[[ Reading text open ]]
Welcome to our One Life Leadership Podcast.
Today we are going to deal with that very tricky subject – church discipline.
Church discipline handled badly can split churches; church discipline ignored can lead to compromise and confusion, which can damage churches.
Church discipline done well, brings security and stability into the life of the church. One of the foundational things that we need to develop is the skill to know when to discipline and when not to. Most things really just need to be killed by neglect. Very often leaders will major on the minors; in trying to deal with an issue they end up drawing attention to it, giving it profile and making it a proverbial storm in a teacup.
One of the big skills we need to learn is when to just let it go of something and when to handle it decisively.
There are a couple of big mistakes people make when disciplining. One of them is not understanding honour and authority. If you’re disciplining a child, involve the child’s parents. If you’re disciplining a spouse, get the other spouse involved. If you’re trying to correct someone from another church make sure their leaders are involved, otherwise you are not honouring the authority that God has delegated into those spheres.
In addition to that, handling something in a public and immediate fashion is, often, not advisable. It is better to think about it, process it and pray about it. The only exception to that is if you’re in a meeting and some heresy is brought or a damaging comment is given – you have to deal with this so you’re not seen as endorsing it.
Moses is the candidate we’re going to look at in handling discipline. He messed it up a few times and he also got it right once or twice. Moses once disciplined a crowd in his anger and he lost his inheritance. You can read that frightening account in Numbers 20, when he lost his rag and God said that he wouldn’t walk into his inheritance because of it.
There’s this remarkable incident in Exodus 4:4, where Moses has been picked as the deliverer; the leader to set God’s people free and he is at a lodging place on the way. He has his wife and kids with him. He hanging in his hammock, no doubt at an oasis somewhere and this is what it says in Exodus 4:24 “…and God was about to kill him.”
[[ Reading text closed ]]
[[ Data shown open ]]
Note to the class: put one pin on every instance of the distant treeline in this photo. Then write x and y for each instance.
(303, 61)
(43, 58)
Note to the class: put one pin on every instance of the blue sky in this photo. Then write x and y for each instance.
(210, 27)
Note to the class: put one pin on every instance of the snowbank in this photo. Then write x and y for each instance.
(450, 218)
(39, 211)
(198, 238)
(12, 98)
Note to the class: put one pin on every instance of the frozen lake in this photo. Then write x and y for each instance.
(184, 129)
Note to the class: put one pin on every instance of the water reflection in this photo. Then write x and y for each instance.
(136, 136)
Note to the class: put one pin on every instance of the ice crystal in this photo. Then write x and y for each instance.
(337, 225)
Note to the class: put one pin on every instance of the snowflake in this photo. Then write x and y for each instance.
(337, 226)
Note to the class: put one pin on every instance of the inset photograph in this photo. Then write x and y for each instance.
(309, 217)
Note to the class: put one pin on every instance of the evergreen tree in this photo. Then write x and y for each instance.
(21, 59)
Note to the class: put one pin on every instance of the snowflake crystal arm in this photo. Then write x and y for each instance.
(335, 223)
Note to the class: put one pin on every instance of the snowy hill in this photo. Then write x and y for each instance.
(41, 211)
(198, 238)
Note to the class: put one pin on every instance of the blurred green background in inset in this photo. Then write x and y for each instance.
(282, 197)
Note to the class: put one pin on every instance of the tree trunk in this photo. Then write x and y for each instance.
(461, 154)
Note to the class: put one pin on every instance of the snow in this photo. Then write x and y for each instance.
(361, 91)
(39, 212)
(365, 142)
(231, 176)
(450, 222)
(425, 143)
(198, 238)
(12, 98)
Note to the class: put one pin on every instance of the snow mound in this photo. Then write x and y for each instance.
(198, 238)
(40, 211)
[[ Data shown closed ]]
## [How to complete this task]
Please pick up the church discipline podcast transcript right after its last sentence and carry it forward.

## [Written answer]
Now we know that God is not schizophrenic; he wasn’t about to change his mind about picking Moses – nothing was wrong with God – but something was desperately wrong with Moses. There were issues Moses had not dealt with and his wife knew all about them. He hadn’t circumcised his kids and so Zaporah does the job and then says to Moses, as she slaps the foreskin at his feet, “you are a bridegroom of blood to me.” She was not very happy with Moses. What’s that all about? What do the dealings of Moses with his boys have to do with discipline?
Discipline in those days was about obeying God, obeying His Word and keeping your family in line. Moses clearly hadn’t done this. What is this look like, though, in the New Testament? In Romans 2:28 – 29 we see that circumcision is not about circumcision outwardly, nor is circumcision physical. A Jew is one inwardly, and circumcision is a matter of the heart done by the Spirit and not by the letter of the law. His praise is not from man but God.
What is Paul saying? He is leaning on this Jewish custom, of circumcising men, and he was saying, “Now listen, that is no longer the mark of God’s people!” There is still a circumcision but is not in the body, it’s in the heart done by the Holy Spirit. The Holy Spirit leaves a mark. The Holy Spirit is engaged in getting you into line and that’s circumcision.
This is a beautiful picture for us in leadership. Just like Zipporah and Moses ought to have been, we are co-labourers, co-workers with the Holy Spirit in circumcision of our hearts. Discipline is God dealing with his people, lining them up with His purposes and it’s as important as heart surgery.
We’re going to finish this discussion on discipline in our next podcast, but for now we need to know this, discipline in serious. It is as serious as heart surgery. It’s done by the Holy Spirit and if we are involved in any way, we are working with the Holy Spirit in His process of discipline.